===== Passage provided =====

In a significant victory for essential hospitals, a federal district court on Sept. 28 ruled that the Department of Health and Human Services (HHS) must pay hospitals in the 340B Drug Pricing Program the full Medicare Part B drug payment rate for the remainder of calendar year (CY) 2022.
Judge Rudolph Contreras, of the U.S. District Court for the District of Columbia, granted a motion by America’s Essential Hospitals and other hospital and association plaintiffs to vacate the portion of the CY 2022 Outpatient Prospective Payment System (OPPS) final rule that continued the nearly 30 percent reduction in Part B drug payment rates for a fifth year. This decision effectively requires HHS to pay the full Part B drug payment rate to 340B hospitals for the remainder of the year. HHS will have to increase payments for OPPS claims going forward, but given the recency of the court decision, the agency has not yet indicated how it will act to comply with the court’s decision or whether it will seek to ask for more time to implement this decision or even seek to appeal.
The ruling comes on the heels of a favorable and unanimous U.S. Supreme Court decision in June that vacated the Part B drug cuts to 340B hospitals in 2018 and 2019. The Supreme Court remanded the case to the lower courts to determine the remedy for 2018 and 2019, which are the two years that were the subject of the lawsuit. HHS has used the same rationale as it did in 2018 and 2019 to continue the cuts through 2022. Notwithstanding the Supreme Court decision holding the previous years of the cut to be unlawful and HHS’ indication that it will reverse the cuts in 2023, HHS continues to apply reduced payment rates in 2022.

===== Data provided =====

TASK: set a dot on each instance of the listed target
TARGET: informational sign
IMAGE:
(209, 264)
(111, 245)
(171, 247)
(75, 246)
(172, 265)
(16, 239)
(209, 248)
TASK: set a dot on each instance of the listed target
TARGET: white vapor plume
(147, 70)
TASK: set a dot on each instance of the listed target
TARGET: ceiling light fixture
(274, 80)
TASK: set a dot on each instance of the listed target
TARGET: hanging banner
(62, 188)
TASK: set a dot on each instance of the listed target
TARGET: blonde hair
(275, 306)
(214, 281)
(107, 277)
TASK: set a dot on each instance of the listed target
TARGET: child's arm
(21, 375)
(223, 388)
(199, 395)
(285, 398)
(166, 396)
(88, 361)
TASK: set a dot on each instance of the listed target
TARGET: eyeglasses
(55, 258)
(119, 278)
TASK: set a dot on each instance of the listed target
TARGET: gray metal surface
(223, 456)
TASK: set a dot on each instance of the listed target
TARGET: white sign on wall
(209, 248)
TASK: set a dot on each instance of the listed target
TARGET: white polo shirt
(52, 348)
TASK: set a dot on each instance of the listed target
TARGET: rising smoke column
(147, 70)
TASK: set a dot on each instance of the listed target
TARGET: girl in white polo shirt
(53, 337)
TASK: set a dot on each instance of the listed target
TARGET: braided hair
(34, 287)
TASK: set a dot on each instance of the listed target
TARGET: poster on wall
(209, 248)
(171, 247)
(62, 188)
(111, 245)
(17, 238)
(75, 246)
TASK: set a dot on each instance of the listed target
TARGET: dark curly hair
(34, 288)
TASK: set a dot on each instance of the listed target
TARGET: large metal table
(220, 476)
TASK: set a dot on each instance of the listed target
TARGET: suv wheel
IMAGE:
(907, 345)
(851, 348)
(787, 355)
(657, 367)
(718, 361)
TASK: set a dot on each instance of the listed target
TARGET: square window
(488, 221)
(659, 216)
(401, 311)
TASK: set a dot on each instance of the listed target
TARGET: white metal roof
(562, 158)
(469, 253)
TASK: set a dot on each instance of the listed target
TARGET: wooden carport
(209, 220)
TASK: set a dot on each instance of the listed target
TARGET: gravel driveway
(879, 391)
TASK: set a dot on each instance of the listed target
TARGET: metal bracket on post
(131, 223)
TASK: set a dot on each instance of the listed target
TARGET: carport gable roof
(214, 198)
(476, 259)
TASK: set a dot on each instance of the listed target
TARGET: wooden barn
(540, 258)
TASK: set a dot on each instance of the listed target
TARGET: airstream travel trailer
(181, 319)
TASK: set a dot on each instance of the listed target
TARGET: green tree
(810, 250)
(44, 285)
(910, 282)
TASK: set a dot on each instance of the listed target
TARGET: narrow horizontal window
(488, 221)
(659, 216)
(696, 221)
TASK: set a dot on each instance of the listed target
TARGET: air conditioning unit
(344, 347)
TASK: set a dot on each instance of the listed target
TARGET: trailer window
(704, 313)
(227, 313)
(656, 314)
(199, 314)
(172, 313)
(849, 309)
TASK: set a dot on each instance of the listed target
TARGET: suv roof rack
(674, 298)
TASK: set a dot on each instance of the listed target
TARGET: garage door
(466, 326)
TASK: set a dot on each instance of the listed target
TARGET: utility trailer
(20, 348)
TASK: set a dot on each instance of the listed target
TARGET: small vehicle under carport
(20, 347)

=====

### Tasks for this exercise
A – Copy everything in the passage on the 340B court ruling from "The ruling comes" down to "rates in 2022.", reproducing the wording precisely.
B – Take the article on the 340B drug payment ruling further, writing on from the point where it stops.

### Solved tasks
A –
The ruling comes on the heels of a favorable and unanimous U.S. Supreme Court decision in June that vacated the Part B drug cuts to 340B hospitals in 2018 and 2019. The Supreme Court remanded the case to the lower courts to determine the remedy for 2018 and 2019, which are the two years that were the subject of the lawsuit. HHS has used the same rationale as it did in 2018 and 2019 to continue the cuts through 2022. Notwithstanding the Supreme Court decision holding the previous years of the cut to be unlawful and HHS’ indication that it will reverse the cuts in 2023, HHS continues to apply reduced payment rates in 2022.

B –
The district court granted the association’s motion to vacate, which means that HHS will have to revert to paying hospitals the full Part B drug payment rate of average sales price (ASP) plus 6 percent, instead of the reduced 77.5 percent of ASP payment rate. HHS had opposed the motion, arguing it would be disruptive to OPPS hospitals because any payment increase to 340B hospitals would have to be implemented in a budget-neutral manner, resulting in reduced payments for nondrug items and services. The court held HHS cannot use budget neutrality as an excuse to continue an unlawful policy for the remainder of 2022, stating the agency “should not be allowed to continue its unlawful 340B reimbursements for the remainder of the year just because it promises to fix the problem later.”
Meanwhile, the court noted in the ruling it is reviewing briefing submitted by plaintiffs and the government on the issue of remedy for previous years of cuts, including arguments related to the applicability of budget neutrality to such remedy, and will rule on remedy for years 2018 through the applicable period of 2022 at a later date. In briefing to the court, America’s Essential Hospitals has urged the court to order HHS to promptly make 340B hospitals whole for the past five years of Medicare Part B drug payment cuts.